--- Lesetext ---

•••

Die Wissenschaftler untersuchten 28 Kinder im Alter zwischen sechs und elf Jahren, die vor ihrem zweiten Lebensjahr eine Vollnarkose bekommen hatten, und verglichen sie über einen Zeitraum von zehn Monaten wiederholt mit Kindern, die keine Vollnarkose bekommen hatten. Dazu suchten sie zu jedem Kind mit Vollnarkose ein Kind ohne Vollnarkose, das ihm so ähnlich wie möglich war: Alter und Geschlecht war gleich, ebenso der Intelligenzquotient und bestimmte charakteristische Züge im Verhalten, wie Schüchternheit oder Impulsivität.
Bei allen Kindern führten die Forscher mehrmals Gedächtnistests durch und schätzten aus ihrer Leistung, wie sich ihre Gedächtnisleistung bis zum Erwachsenenalter hin weiterentwickeln würde. Das Ergebnis: Die Gedächtnisleistung der Kinder, die im Alter bis zu zwei Jahren eine Vollnarkose bekommen hatten, war prognostiziert über die gesamte Lebenszeit um etwa 25 Prozent reduziert.

•••

--- Ausgelesene Zeilen ---
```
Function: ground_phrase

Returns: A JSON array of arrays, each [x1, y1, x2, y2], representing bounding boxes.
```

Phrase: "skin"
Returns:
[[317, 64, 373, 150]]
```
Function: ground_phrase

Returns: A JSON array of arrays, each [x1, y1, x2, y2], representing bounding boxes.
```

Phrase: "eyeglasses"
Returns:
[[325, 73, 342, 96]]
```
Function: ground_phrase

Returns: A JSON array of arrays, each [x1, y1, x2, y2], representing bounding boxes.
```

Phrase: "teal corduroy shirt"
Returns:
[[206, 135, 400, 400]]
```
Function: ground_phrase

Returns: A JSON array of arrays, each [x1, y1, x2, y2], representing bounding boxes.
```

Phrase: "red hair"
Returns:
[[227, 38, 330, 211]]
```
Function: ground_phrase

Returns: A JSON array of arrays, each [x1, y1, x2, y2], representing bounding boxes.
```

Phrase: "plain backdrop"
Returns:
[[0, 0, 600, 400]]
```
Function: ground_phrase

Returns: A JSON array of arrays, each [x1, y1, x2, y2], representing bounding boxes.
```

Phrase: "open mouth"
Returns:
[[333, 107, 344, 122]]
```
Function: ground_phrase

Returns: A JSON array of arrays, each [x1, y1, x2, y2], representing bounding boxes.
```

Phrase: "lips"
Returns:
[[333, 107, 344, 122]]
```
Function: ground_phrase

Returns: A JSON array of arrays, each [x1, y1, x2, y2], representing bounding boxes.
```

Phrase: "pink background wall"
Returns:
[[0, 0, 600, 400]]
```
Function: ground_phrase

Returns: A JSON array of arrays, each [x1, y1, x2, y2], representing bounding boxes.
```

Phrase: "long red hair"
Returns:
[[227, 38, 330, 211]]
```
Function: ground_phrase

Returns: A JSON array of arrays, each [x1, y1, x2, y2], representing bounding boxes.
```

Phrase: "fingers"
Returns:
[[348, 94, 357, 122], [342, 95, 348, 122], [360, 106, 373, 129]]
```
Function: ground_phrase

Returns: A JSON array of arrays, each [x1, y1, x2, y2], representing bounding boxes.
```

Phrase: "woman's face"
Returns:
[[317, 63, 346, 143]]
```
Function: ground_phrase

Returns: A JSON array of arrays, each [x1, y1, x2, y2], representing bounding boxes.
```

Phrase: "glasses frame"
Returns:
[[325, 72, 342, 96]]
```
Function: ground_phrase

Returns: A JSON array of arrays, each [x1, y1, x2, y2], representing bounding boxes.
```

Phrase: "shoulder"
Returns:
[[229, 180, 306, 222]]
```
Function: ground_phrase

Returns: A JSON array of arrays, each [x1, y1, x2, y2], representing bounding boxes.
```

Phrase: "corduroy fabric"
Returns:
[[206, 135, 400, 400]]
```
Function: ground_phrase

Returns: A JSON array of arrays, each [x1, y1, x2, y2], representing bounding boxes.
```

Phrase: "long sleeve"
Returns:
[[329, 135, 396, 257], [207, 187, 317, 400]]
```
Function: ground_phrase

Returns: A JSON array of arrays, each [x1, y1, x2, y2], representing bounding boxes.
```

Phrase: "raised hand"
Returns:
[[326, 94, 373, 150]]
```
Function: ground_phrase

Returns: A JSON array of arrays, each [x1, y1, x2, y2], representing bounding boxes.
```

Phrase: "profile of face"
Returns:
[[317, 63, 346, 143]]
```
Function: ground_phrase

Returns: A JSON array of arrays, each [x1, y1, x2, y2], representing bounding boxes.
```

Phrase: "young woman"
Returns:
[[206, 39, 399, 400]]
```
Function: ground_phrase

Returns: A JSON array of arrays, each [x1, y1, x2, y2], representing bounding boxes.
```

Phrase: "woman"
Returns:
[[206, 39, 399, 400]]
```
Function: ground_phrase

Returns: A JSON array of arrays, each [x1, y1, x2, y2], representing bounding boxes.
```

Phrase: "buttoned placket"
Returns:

•••

--- Arbeitsaufträge ---
1. Überarbeiten Sie den Text über Vollnarkose bei Kleinkindern zwischen „Bei allen Kindern“ und „25 Prozent reduziert.“ einschließlich und ersetzen Sie dabei „Forscher“ durch „Wissenschaftler“.
2. Führen Sie den Text über Vollnarkose bei Kleinkindern im Anschluss an seinen letzten Satz weiter.
Die Zeilen stehen in keinem Zusammenhang mit dem Text über Vollnarkose bei Kleinkindern.

--- Lösungen ---
1.
Bei allen Kindern führten die Wissenschaftler mehrmals Gedächtnistests durch und schätzten aus ihrer Leistung, wie sich ihre Gedächtnisleistung bis zum Erwachsenenalter hin weiterentwickeln würde. Das Ergebnis: Die Gedächtnisleistung der Kinder, die im Alter bis zu zwei Jahren eine Vollnarkose bekommen hatten, war prognostiziert über die gesamte Lebenszeit um etwa 25 Prozent reduziert.

2.
Jungen waren dafür etwas anfälliger als Mädchen - ein Fund, den es auch in den Tierstudien bereits gab. Für die Ergebnisse war nicht wichtig, wie viele Vollnarkosen jemand bereits bekommen hatte. Wer nur einmal operiert worden war, dem erging es demnach nicht besser als jenen, die mehrmals operiert worden waren. Einen Einfluss darauf, wie sehr das Gedächtnis litt, hatte aber die Länge einer Operation: Je länger sie dauerte, desto stärker waren die Gedächtniseinbußen.
Für die starke Wirkung der Narkosemittel gibt es eine recht einfache Erklärung: Gerade im Alter bis zu zwei Jahren ist das Gehirn besonders mit dem Hippocampus beschäftigt. Zwar ist die Mehrzahl der Nervenzellen bereits vor der Geburt im Gehirn angelegt, aber die Nervenzellen müssen erst einen Kontakt zueinander herstellen, um Informationen übertragen zu können.
Auch die Nervenzellen des Gedächtniszentrums verbinden sich erst im Laufe der Zeit mit jenen in anderen Bereichen des Gehirns - das ist unter anderem ein Grund dafür, warum sich Kinder nicht an Ereignisse vor ihrem dritten Geburtstag erinnern können. Im Alter zwischen zwischen fünf und zehn Jahren dann, die Phase, in der auch die Forscher die Tests durchführten, macht die Gedächtnisleistung erhebliche Sprünge.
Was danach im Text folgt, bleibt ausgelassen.